> [What you will do]
A. In the text on physics research, copy the passage that begins at the words "In statistical physics, researchers" and stops after the words "on to survive.".
B. According to the text on physics research, where did Regina DeWitt's research group recently do field work?

> [Text for analysis]
⁂
In statistical physics, researchers seek to determine how atomic scale interactions lead to phenomena like boiling point, magnetism, or elasticity. The methods of statistical physics have been used to understand many biological systems, or complex systems in general. To this end, Martin Bier seeks to understand how, for example, a viral disease propagates through a population.
Merging biology and acoustics, Mark Sprague conducts research in the relatively new field of bioacoustics. His research group detects and interprets the sounds that various species of fish produce. Furthermore, his research investigates how noise pollution can initiate a fright response in animals, or how this pollution acts to overwhelm the sounds that these animals rely on to survive.
Steven Wolf conducts research in physics education, where he focuses on the development of student expertise in physics. In particular, he seeks to understand and build community in the physics classroom with the goal of creating successful learning experiences.
Atomic, molecular, radiation, and optical (AMRO) physics studies the interaction between radiation and matter at the molecular scale. Modern medicine is highly dependent on AMRO applications, as the many techniques to “photograph” the inside of a patient all derive from this type of research. Additionally, radiation therapy (radiotherapy) in the treatment of inoperable tumors, as well as laser surgery, are other prominent AMRO applications. The centerpiece of AMRO research at East Carolina University is the department’s Accelerator Laboratory.
Jefferson Shinpaugh and Michael Dingfelder study the effects of ionizing radiation on biological matter from experimental and theoretical points of view, respectively. Understanding how radiation damages DNA and cells in general is key to eventually determining the origins of many types of cancer.
Heavy ions can produce X-rays while undergoing collisions with, for instance, protons. The emission of these X-rays depends, among other things, on relative collision velocities. Gregory Lapicki in our department studies the underlying physics of this process.
Regina DeWitt frequently collaborates with geologists to study radiation damage in minerals. Such knowledge can be used, for example, to determine the age of an inorganic artifact based on how much light it emits under specific laboratory conditions. Furthermore, the techniques that the Optically Stimulated Luminescence Laboratory is developing can be used to monitor the potentially harmful radiation exposure of radiation workers and cancer patients. Her research group recently performed field work in Antarctica with the aim of determining the age of boulders along the coast line. Their results are important for building an understanding of coastline evolution and climate change.
⁂
> [Listed records]
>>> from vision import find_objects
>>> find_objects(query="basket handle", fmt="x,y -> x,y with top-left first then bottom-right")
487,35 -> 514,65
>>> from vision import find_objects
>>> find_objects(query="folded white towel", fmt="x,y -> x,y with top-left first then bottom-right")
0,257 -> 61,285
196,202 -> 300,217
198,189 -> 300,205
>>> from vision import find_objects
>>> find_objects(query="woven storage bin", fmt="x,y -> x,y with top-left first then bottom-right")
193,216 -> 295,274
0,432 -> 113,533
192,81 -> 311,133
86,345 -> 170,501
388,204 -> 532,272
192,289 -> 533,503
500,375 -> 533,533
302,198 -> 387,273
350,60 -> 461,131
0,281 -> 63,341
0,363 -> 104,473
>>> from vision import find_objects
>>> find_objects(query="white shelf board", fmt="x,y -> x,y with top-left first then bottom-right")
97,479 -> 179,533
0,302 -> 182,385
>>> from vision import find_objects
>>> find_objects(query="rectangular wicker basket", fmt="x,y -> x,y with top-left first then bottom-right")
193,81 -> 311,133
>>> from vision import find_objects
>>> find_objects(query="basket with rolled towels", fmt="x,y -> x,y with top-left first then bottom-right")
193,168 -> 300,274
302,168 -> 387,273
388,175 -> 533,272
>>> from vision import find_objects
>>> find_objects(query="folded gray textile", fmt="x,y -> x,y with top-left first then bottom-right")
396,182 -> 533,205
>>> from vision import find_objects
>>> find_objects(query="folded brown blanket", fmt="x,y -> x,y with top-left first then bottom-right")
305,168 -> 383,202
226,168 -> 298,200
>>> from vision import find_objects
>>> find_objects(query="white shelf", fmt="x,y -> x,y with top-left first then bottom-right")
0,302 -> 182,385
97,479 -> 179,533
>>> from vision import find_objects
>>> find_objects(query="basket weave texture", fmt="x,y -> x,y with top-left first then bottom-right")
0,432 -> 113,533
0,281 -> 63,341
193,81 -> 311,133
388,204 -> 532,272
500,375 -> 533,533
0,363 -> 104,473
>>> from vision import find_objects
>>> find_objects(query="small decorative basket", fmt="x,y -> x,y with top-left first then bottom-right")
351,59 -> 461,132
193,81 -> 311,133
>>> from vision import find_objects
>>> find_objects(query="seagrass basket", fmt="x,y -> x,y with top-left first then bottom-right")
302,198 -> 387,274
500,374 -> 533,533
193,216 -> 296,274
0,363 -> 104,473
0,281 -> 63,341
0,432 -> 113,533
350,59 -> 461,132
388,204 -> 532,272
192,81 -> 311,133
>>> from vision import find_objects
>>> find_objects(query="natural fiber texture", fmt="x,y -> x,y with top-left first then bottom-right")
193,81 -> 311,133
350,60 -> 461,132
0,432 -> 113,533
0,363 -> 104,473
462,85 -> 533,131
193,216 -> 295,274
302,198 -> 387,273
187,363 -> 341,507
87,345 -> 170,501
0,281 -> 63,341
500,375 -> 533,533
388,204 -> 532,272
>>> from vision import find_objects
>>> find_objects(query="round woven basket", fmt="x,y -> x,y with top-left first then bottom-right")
⁂
> [Exercise responses]
A.
In statistical physics, researchers seek to determine how atomic scale interactions lead to phenomena like boiling point, magnetism, or elasticity. The methods of statistical physics have been used to understand many biological systems, or complex systems in general. To this end, Martin Bier seeks to understand how, for example, a viral disease propagates through a population.
Merging biology and acoustics, Mark Sprague conducts research in the relatively new field of bioacoustics. His research group detects and interprets the sounds that various species of fish produce. Furthermore, his research investigates how noise pollution can initiate a fright response in animals, or how this pollution acts to overwhelm the sounds that these animals rely on to survive.

B. In Antarctica.